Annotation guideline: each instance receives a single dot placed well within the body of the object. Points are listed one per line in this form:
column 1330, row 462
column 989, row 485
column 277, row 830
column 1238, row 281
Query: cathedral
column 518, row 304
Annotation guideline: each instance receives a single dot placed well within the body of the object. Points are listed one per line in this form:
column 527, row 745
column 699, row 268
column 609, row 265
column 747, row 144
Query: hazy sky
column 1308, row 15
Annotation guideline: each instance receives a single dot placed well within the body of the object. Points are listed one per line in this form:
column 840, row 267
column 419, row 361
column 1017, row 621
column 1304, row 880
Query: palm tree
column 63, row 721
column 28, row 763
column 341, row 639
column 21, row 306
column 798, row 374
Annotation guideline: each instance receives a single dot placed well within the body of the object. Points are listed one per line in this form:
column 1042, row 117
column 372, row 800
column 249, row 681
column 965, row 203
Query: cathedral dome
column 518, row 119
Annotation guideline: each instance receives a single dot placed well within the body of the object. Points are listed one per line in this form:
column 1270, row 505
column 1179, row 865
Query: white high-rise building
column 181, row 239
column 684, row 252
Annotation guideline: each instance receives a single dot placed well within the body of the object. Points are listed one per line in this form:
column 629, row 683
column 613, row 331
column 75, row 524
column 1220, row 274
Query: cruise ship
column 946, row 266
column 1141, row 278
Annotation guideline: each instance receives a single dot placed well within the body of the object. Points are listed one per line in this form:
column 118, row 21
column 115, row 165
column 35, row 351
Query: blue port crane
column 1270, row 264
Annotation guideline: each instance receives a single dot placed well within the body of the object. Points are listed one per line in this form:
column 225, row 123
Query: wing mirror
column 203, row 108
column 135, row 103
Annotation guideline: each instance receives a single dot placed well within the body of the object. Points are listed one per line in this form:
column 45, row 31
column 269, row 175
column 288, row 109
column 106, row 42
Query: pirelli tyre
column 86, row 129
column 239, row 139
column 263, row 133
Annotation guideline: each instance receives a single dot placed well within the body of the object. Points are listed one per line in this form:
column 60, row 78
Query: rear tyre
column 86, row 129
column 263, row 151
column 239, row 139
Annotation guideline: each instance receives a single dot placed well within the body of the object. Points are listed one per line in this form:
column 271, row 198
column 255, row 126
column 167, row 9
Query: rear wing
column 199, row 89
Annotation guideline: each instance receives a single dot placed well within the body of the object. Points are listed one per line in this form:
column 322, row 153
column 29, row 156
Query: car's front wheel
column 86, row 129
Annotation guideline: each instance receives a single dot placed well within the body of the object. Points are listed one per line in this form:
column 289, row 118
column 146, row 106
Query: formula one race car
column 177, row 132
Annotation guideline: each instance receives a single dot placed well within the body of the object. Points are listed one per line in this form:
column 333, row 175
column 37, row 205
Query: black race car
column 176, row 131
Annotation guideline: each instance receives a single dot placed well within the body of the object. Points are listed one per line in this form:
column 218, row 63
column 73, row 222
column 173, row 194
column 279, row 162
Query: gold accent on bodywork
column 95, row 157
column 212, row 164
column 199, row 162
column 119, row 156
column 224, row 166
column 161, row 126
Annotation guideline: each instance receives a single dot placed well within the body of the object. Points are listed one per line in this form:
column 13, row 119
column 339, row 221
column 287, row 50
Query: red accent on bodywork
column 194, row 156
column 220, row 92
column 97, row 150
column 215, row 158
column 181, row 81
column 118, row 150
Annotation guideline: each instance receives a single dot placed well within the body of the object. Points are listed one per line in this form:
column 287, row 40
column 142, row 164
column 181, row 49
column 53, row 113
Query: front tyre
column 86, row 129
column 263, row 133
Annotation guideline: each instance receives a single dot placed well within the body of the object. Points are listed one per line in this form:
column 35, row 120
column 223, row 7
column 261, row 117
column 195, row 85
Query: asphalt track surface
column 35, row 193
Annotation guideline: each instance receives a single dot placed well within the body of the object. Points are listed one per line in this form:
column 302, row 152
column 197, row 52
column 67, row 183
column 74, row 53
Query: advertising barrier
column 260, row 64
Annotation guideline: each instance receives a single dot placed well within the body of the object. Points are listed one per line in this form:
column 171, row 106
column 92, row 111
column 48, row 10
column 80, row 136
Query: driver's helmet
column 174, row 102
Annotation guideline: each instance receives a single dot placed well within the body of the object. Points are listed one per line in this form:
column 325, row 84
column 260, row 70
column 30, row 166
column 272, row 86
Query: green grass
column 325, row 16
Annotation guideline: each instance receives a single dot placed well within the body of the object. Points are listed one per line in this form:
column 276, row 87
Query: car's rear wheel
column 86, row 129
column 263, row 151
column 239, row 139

+++

Only the lines above from the one with "Query: front tyre" through the one with "column 197, row 52" should be duplicated, character for character.

Query: front tyre
column 86, row 129
column 263, row 133
Annotation guideline: each instance receives a single dot placed well within the body of the object. Points are listed one per line in this form:
column 35, row 120
column 223, row 7
column 261, row 117
column 195, row 85
Query: asphalt track surface
column 35, row 193
Annotation guideline: each instance receives a single dot placed well within the body of the object. Points are listed one per line in this form:
column 302, row 152
column 197, row 52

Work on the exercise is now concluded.